[Problem requirements]
Set down precisely the lines from the line with "For this exercise we mark the lamp" through the end of the material, inclusive, and no pictures.

[Recorded data]
====================

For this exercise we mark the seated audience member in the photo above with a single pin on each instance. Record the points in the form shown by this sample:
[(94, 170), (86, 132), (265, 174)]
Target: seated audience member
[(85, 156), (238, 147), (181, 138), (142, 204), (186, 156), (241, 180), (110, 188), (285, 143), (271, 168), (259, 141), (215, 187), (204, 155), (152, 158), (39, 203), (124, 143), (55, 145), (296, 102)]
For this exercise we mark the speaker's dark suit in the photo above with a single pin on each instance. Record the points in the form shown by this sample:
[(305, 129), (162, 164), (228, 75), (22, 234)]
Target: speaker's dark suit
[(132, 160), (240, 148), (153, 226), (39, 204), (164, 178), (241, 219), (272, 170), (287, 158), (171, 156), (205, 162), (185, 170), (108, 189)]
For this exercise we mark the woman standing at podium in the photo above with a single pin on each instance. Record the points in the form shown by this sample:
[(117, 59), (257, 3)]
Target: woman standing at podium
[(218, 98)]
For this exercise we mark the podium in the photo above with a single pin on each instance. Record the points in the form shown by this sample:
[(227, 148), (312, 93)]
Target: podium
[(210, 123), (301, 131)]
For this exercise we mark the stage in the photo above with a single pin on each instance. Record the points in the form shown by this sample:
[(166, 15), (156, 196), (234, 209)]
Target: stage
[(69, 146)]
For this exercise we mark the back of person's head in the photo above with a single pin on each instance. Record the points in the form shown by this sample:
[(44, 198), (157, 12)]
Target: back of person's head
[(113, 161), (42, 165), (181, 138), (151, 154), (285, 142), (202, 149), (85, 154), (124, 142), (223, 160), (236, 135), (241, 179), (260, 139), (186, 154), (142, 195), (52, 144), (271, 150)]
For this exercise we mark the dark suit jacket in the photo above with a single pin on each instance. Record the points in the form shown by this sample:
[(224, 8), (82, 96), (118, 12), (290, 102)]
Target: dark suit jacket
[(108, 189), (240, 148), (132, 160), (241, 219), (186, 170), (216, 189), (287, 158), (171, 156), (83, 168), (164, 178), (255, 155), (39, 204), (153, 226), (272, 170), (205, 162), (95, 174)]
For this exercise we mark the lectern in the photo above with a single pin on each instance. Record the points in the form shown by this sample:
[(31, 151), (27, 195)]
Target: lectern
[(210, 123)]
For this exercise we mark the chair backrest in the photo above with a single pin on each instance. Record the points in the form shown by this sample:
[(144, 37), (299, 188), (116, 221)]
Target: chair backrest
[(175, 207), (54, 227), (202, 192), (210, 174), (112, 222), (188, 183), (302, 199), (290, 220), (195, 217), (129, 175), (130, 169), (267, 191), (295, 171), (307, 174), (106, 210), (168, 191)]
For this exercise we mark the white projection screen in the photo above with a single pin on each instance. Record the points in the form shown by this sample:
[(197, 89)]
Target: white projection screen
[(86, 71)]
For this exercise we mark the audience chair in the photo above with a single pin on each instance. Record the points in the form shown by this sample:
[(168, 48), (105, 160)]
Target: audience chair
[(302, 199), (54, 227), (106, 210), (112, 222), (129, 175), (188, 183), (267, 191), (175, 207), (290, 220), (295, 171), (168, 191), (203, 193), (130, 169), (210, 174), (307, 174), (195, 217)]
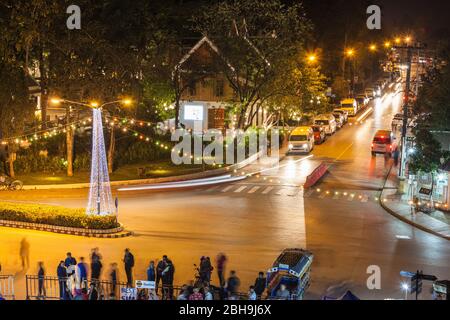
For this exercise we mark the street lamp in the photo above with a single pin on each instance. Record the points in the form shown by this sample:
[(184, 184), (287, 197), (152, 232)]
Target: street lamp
[(405, 287), (312, 58), (100, 197)]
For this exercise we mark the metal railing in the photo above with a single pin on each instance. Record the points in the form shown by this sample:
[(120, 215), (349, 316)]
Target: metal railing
[(7, 287), (54, 288)]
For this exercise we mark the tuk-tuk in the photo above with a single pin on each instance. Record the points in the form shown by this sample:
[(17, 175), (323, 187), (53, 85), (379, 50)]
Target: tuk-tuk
[(292, 268)]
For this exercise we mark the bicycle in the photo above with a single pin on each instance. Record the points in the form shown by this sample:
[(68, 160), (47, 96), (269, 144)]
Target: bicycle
[(6, 183)]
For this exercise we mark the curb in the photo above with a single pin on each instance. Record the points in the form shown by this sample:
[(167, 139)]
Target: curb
[(91, 233), (400, 217), (198, 175)]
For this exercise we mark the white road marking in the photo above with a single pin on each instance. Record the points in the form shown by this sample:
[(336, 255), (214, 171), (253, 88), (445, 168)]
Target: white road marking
[(227, 188), (240, 189), (309, 193), (268, 189), (254, 189)]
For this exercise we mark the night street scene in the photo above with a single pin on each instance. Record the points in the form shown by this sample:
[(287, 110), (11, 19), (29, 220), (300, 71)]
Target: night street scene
[(265, 151)]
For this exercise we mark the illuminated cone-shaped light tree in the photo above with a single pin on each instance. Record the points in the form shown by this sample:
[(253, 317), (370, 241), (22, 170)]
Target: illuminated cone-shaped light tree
[(100, 197)]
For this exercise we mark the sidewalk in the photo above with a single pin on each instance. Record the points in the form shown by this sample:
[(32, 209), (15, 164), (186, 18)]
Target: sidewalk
[(392, 202)]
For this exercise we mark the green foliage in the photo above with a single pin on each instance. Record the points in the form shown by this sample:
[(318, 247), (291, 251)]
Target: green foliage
[(54, 215), (428, 153)]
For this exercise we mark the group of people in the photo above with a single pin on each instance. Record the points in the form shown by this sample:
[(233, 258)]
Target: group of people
[(74, 275)]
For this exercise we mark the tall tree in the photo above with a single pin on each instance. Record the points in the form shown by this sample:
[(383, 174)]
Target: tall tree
[(258, 39)]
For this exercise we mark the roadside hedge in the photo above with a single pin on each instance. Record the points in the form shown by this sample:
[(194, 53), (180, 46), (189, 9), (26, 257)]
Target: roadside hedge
[(54, 215)]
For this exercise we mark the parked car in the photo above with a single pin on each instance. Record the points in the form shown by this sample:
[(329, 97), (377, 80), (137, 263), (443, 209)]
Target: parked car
[(301, 140), (383, 142), (327, 121), (319, 134), (362, 100), (339, 119), (370, 92), (343, 112)]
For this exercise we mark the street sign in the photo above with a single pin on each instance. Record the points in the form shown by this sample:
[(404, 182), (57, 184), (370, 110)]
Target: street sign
[(407, 274), (140, 284)]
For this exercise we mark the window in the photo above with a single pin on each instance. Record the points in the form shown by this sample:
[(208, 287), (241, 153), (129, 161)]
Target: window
[(192, 89), (218, 90)]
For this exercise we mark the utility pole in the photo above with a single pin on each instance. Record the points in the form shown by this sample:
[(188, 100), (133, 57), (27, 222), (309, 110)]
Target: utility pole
[(402, 168)]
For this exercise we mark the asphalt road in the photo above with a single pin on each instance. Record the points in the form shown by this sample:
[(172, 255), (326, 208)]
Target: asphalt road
[(339, 220)]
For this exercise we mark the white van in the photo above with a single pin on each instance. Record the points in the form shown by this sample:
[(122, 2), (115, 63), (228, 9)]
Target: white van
[(301, 140), (327, 121)]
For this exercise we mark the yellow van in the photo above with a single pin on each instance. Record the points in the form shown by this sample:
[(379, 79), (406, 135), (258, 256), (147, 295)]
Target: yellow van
[(349, 105), (301, 140)]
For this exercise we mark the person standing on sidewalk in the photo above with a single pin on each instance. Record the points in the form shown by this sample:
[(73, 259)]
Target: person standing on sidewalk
[(41, 279), (70, 264), (81, 272), (221, 261), (260, 285), (128, 260), (113, 278), (151, 272), (160, 267), (61, 272), (96, 268)]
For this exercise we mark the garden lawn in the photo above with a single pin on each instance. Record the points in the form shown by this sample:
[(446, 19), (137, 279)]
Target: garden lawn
[(127, 172)]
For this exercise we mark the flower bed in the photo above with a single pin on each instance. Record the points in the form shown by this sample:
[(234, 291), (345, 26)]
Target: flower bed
[(54, 215)]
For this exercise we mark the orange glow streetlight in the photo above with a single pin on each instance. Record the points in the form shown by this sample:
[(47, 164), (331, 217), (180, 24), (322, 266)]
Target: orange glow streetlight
[(350, 53), (312, 58)]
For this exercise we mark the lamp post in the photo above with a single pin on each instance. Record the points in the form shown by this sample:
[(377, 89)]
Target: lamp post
[(100, 197), (405, 287)]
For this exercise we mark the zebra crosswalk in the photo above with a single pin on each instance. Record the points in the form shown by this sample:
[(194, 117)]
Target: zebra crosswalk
[(293, 191)]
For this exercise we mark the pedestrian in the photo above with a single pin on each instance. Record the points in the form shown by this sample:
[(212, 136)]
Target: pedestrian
[(233, 284), (167, 278), (95, 254), (93, 291), (205, 270), (260, 285), (208, 295), (196, 295), (96, 268), (61, 272), (81, 273), (159, 269), (25, 253), (220, 263), (113, 278), (128, 260), (251, 293), (283, 293), (151, 272), (152, 295), (70, 264), (184, 293), (41, 279), (396, 155)]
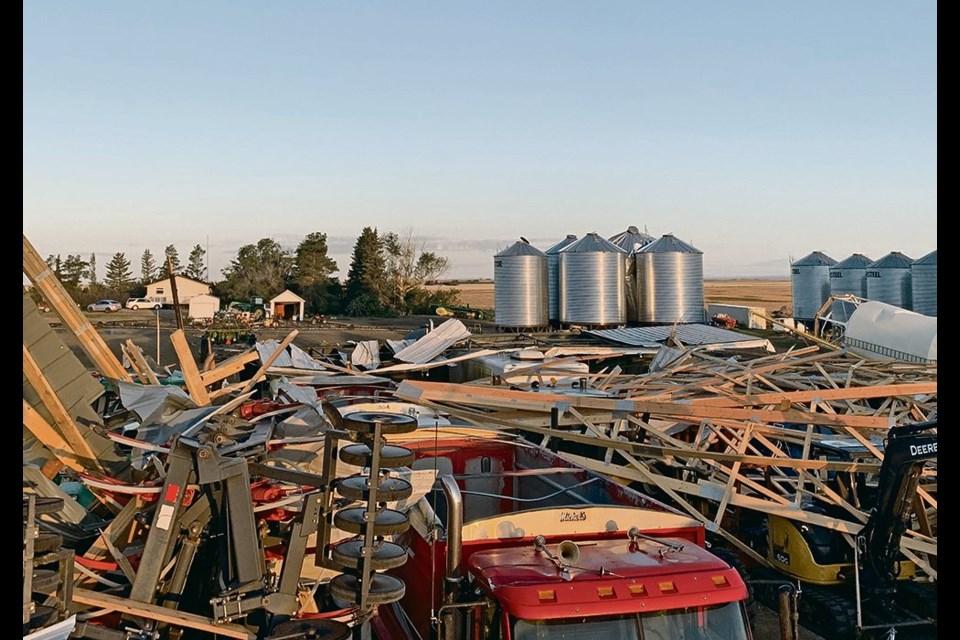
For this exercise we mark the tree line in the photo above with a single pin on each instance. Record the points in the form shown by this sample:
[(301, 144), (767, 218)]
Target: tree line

====================

[Solution below]
For this exercise we mark the lamp post in the photo above with a single pin on each instance. Record the points in the form shown by this sample:
[(377, 89)]
Target: lamp post
[(100, 197), (405, 287)]
For this exercise we mark the zebra crosswalk in the photo above with a single pin on each instance. Record the points in the form shown by this sample:
[(194, 117)]
Target: zebra crosswalk
[(293, 191)]
For this exercise we mark the pedestrian in the photo above with a single pin on each instance. Record the points in the form shown by this sample:
[(212, 136)]
Target: pedestrian
[(233, 284), (167, 278), (95, 254), (93, 291), (205, 270), (260, 285), (208, 295), (196, 295), (96, 268), (61, 272), (81, 273), (159, 269), (25, 253), (220, 263), (113, 278), (128, 260), (251, 293), (283, 293), (151, 272), (152, 295), (70, 264), (184, 293), (41, 279), (396, 155)]
For this exercise we mark the tree line in the photo above with a single pin on each instance. Record the points in the form shown by this sample:
[(301, 144), (767, 218)]
Target: tree line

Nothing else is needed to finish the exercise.